* **Exercise material**:

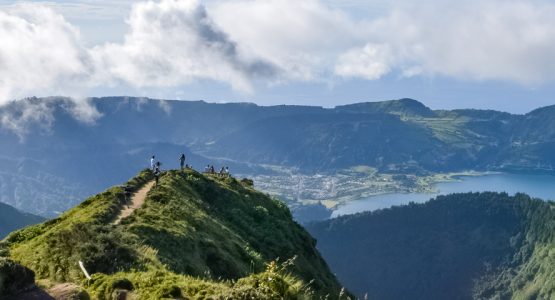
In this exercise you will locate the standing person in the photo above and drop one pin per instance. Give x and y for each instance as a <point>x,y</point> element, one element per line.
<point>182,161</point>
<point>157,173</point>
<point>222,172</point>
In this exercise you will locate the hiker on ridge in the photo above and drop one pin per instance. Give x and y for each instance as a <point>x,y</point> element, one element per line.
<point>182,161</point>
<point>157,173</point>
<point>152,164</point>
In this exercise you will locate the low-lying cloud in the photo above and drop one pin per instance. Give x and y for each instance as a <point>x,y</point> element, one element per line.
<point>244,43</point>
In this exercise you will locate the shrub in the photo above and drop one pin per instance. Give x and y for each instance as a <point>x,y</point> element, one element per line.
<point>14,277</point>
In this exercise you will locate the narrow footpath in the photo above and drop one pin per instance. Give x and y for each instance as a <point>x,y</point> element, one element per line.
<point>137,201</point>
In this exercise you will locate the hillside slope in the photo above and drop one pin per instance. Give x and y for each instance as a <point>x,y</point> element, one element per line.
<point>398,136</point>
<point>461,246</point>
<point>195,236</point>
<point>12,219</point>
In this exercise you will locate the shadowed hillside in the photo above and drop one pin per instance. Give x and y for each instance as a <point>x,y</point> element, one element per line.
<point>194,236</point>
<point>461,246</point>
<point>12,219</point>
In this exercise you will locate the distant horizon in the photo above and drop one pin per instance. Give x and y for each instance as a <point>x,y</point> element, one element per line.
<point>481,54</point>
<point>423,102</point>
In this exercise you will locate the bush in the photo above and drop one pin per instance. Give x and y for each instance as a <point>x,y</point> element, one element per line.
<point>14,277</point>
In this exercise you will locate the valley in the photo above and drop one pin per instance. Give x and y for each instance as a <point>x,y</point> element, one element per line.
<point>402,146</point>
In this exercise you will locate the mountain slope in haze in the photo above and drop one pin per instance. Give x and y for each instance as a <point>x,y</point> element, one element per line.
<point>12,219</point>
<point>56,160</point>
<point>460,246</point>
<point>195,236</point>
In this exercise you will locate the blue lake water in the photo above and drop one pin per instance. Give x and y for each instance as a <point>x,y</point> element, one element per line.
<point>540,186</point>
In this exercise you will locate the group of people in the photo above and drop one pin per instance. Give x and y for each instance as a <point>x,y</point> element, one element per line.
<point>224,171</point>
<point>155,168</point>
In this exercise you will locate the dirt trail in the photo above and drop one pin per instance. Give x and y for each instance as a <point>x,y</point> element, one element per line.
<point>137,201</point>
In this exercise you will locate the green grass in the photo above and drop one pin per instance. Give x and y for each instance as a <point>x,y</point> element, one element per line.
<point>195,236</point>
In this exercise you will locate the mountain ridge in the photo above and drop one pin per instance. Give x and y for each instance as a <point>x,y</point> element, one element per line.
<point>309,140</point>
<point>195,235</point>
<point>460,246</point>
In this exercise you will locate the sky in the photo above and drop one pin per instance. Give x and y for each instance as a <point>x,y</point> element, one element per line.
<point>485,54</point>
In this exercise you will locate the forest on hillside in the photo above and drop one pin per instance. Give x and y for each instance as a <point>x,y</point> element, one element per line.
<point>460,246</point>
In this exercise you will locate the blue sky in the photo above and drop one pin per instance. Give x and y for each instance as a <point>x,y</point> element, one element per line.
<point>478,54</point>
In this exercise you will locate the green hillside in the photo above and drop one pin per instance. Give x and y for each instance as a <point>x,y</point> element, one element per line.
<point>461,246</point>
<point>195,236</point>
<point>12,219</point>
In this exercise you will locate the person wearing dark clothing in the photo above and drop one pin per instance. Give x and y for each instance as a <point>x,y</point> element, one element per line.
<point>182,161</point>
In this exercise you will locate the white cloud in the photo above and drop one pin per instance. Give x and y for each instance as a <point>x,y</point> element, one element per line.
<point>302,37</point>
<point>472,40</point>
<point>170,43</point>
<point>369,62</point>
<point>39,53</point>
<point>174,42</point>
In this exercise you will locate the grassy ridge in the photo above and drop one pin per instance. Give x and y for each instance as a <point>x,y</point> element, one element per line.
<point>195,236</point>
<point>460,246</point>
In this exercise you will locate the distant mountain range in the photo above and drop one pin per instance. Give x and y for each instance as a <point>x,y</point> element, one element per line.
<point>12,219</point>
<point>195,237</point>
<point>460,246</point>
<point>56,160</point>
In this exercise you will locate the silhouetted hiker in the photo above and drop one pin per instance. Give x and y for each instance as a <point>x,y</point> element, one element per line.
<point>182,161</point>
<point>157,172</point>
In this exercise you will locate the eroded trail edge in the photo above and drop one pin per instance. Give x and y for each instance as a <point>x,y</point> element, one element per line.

* **What you should do**:
Without the pictures, repeat the listing above exactly.

* **Worked answer**:
In this exercise you will locate the standing person in the photo above and drop one pin per instance. Give x and y for each instance as a <point>x,y</point> element, one element per line.
<point>182,161</point>
<point>157,173</point>
<point>222,172</point>
In this exercise you will locate the hiker on ridge in the photo above and drop one pin per instance. Give x and y for each instance as a <point>x,y</point> element, one element per line.
<point>182,161</point>
<point>157,173</point>
<point>152,164</point>
In this exercise you will locate the low-lying cloud in the photo above and drop one pin per instance. Give x and y for each instance as a <point>x,y</point> element, one element per line.
<point>244,43</point>
In this exercise you will locate the shrub in the photo above and drop one pin per instance. Give x and y for each instance as a <point>x,y</point> element, one element per line.
<point>14,277</point>
In this exercise you will locate the narrow footpath in the photo above and drop one pin per instance. Give x and y for each instance as a <point>x,y</point> element, one element per line.
<point>137,201</point>
In this exercise you will locate the hillside slope in the photo above and drop one pin per instance. Give x and y for each instance as a <point>x,y</point> element, one element per line.
<point>398,136</point>
<point>461,246</point>
<point>195,236</point>
<point>12,219</point>
In this exercise you will locate the shadowed hillside in the photo above and drop one pin per instance. Give x and y for each instance as a <point>x,y</point> element, one element per line.
<point>194,236</point>
<point>461,246</point>
<point>12,219</point>
In this exercise you will locate the distant horizon in the photo above and drop one pin per instance. Give x and y for each instance as a <point>x,y</point> element, one element per line.
<point>481,54</point>
<point>423,102</point>
In this exercise you will locate the bush in the photo above and drop one pin per instance. Give x and y for each instance as a <point>x,y</point> element, one element per line.
<point>14,277</point>
In this exercise you will locate the valley in the photo above and drop one pin per instance. Give x and y for each instance as a <point>x,y</point> element, one element per line.
<point>402,146</point>
In this exercise you will locate the mountain slope in haze in the photo above and drop one pin per instance. Give x and y for each instance as a <point>x,y</point> element, one element per line.
<point>12,219</point>
<point>56,160</point>
<point>460,246</point>
<point>195,236</point>
In this exercise you will locate the blue lake water in the photo above and drop one pin per instance. Give x and y for each instance as a <point>x,y</point> element, one element per line.
<point>540,186</point>
In this exercise you will locate the group of people in the photo above and drop one pin per instance. Give x and y for each instance as a <point>x,y</point> element, one element per line.
<point>224,171</point>
<point>155,168</point>
In this exercise you will locate the dirt trail in the photo above and drop one pin per instance. Give x and y for each instance as a <point>x,y</point> element, one element per line.
<point>137,201</point>
In this exercise you will locate the green grass in the photo above and drop one pin per instance. Give x and y for each instance as a <point>x,y</point> element, one element per line.
<point>195,236</point>
In this exercise you will locate the mountain ridge in the photo above and drop one pin per instance. Give x and y for each instance as a <point>x,y</point> element, one element per line.
<point>309,140</point>
<point>195,235</point>
<point>460,246</point>
In this exercise you will locate the sky in the photo above and drop one pin per instance. Give x and y for each instance as a <point>x,y</point> element, one element per line.
<point>485,54</point>
In this exercise you will locate the forest on hillside in the photo above and drop one pin per instance. Give x and y for each instance as a <point>x,y</point> element, one element per line.
<point>460,246</point>
In this exercise you will locate the blue sky in the photo above and drop one pin per instance. Give x and y for each instance as a <point>x,y</point> element, one element per line.
<point>478,54</point>
In this exercise you will locate the green hillside in the photo above and drop one pin per instance. Give x and y for each instance as a <point>x,y</point> element, one element per line.
<point>461,246</point>
<point>195,236</point>
<point>12,219</point>
In this exercise you will locate the person wearing dark clothing in the photo above and drop one pin per instance. Give x and y for each instance as a <point>x,y</point> element, one element per line.
<point>182,161</point>
In this exercise you will locate the white cloud in the photo above and drop one pin per instance. Give x and y for each instance as a <point>x,y</point> element, one element per line.
<point>302,37</point>
<point>472,40</point>
<point>170,43</point>
<point>369,62</point>
<point>39,53</point>
<point>174,42</point>
In this exercise you will locate the grassy ridge in the photo above and drop one pin per instance. Give x and y for each instance as a <point>x,y</point> element, one element per line.
<point>195,236</point>
<point>460,246</point>
In this exercise you will locate the distant mountain range in the photo above and drop one pin per instance. Give x and y for each instance as a <point>x,y</point> element, one element per line.
<point>12,219</point>
<point>195,237</point>
<point>460,246</point>
<point>56,160</point>
In this exercise you will locate the silhouetted hiker in the photo above and drop one pin per instance. Give x and y for each instance as a <point>x,y</point> element, one element per line.
<point>182,161</point>
<point>157,172</point>
In this exercise you will locate the eroded trail edge in the photo above and drop one pin per instance. Give x and y for each instance as a <point>x,y</point> element, one element per line.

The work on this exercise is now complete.